THINGS TO DO:
1. In the interview with Maryama below, condense the paragraph that begins "Not too long ago" into a short bulleted list that keeps its main facts.
2. Write the next part of the interview with Maryama below, picking up after its final sentence.

PASSAGE PROVIDED:
++++++

Not too long ago, I had the exquisite pleasure of reviewing Maryama’s latest music video, Where the Mermaids Are. I was immediately captivated by her voice, which reminded me of Sade, but with more of a classical essence than Sade’s. So I thought I’d request an interview. She was kind enough to sit down with me and answer a few questions.
Not only is she, in my mind, a true diva, but she was delightfully funny, as well as modest. Truly, I don’t think she knows how talented she really is.
What is the most trouble you’ve ever gotten into?
Ha ha, so many to choose from. I used to be quite the rebel but never really got caught until late so I was fine. There is one very recent story though that still cracks me up. A couple months ago, after we played a really successful show, a few fans and friends invited me back to their place for a barbecue. We did the typical contact exchange and I put the address in my GPS and here we go! Let’s just say my “google map” hates me! I arrive at the neighborhood and my map says turn right. I look and there is a private-complex garage on my right and I’m thinking, ok, this is their property garage and then the garage opens for me and I’m like, ok, this is definitely their garage. As I drive in, they call and say: “Um, we don’t have any garages!” And then I watch the gate close behind me. Did I mention this was a PRIVATE PROPERTY GARAGE? So now I’m thinking, “Ok, Maryam, it’s ok; turn around. It will probably open and you can leave and nobody is gonna freak out that you’re in their property at midnight!!” So I turn around and I’m waiting and nothing happens! Guess what? This is one of those gates that need a key, an actual physical remote to open. So now I’m standing there, in nowhere-land, in somebody else's garage at 12 AM. At this point I’m thinking, screw it. I’ll just go knock on their door and explain how I’m such an idiot. So then I proceed to the little human door at the other side so I can go knock on someone's door. What do you think is the most horrific thing you can experience at this moment? Yup, that happened. The little human door also needed a PHYSICAL KEY for me to get out of this damned garage! Ladies and Gentlemen, with the help of Siri, google map and my own impaired brain chemical reactions, I had managed to get myself jailed in somebody’s property! At that moment, I realized that there should really be a number, kinda like 911, that people can call whenever they screw themselves over. At this point the horror is setting in! I have no way out or in so I called the friends/fans, who by the way, will probably never show up to another gig. Let’s just say somehow a friend of mine got my body out of that garage and I left the car behind. Then I went to one of the houses at 8:00 am and said, “Um excuse me, I accidentally jailed myself in your garage last night, can you please open the gate so I can leave, thanks!?” You could have taken a picture of this guy’s face at that moment and put it in a dictionary beside the word “huh?”.

++++++

DATA ROWS:
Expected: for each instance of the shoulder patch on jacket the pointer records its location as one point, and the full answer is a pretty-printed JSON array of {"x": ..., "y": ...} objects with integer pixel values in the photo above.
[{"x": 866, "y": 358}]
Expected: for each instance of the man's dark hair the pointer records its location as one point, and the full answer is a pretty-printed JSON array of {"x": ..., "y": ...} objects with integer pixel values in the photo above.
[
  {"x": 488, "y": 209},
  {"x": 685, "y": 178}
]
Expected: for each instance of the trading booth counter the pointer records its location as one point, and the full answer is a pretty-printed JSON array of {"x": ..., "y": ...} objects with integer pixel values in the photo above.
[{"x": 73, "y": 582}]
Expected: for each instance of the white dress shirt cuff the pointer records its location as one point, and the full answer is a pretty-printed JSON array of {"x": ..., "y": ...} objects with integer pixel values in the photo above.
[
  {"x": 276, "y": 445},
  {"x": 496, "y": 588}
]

++++++

ANSWERS FOR THE EXERCISE:
1.
- The writer recently reviewed Maryama's latest music video, Where the Mermaids Are.
- Her voice captivated the writer, who found it reminiscent of Sade but with a more classical essence.
- The writer then requested an interview.
- Maryama agreed and answered a few questions.

2.
What are the five things you can’t live without?
My family, music (Duh), food, water and comedy!
What’s your favorite song to belt out in the car or the shower?
“Believe” by Cher!
What kind of guitar do you play? And why?
I recently got my very first Fender Stratocaster Deluxe. I love the options, the tone and just overall comfort. Choosing a guitar is kind of like Harry Potter choosing his wand – it has to speak to you.
What musicians influenced you the most?
Oh, this is gonna be a long list! First and foremost Sade is the reason I am who I am, and sound the way I do. I remember I used to listen to her on repeat as a 12-year old on my way to middle school, and she is still the queen of my musical world! In general when it comes to songwriting and singing styles, I’m really inspired by the UK sound. Anywhere from Coldplay to Adele to The Cranberries to Amy Winehouse and let’s not forget The Beatles and K.T. Tunstall! I’m also fascinated by artists such as Becca Stevens, Snarky Puppy and Lianne La Havas, and as a composer I’m inspired by Thomas Newman, Gustavo Santaolalla and Ryuichi Sakamoto and Hussein Alizadeh.
In my review of your music video, I described your musical style as “sophisti-pop.” How would you describe it?
That has always been the question mark in my mind to be honest. How do you describe a musical style inspired by The Middle East , UK and US , Jazz , Persia, etc., all at the same time?! I’ve been calling it Jazz-Pop with a hint of Persian spice, but I really think if there was a genre named “True Fusion,” that would be it!
Where do you find inspiration for your songs?
It’s kind of something you don’t find, but comes to you. I think the best songs are those that you write when you feel so strongly about something and you just can’t keep it in anymore, and you need to create a piece of art or just this entity to express yourself. This upcoming record, Where the Mermaids Are, which is named after the single, was mostly written when I was going through my immigration process and just experienced so many things and felt so many things that were anywhere from struggles you have as a new person in a different world, as a woman separated from the familiar, to new beginnings and young love!
What is your songwriting process? Does the music come first and then the lyrics?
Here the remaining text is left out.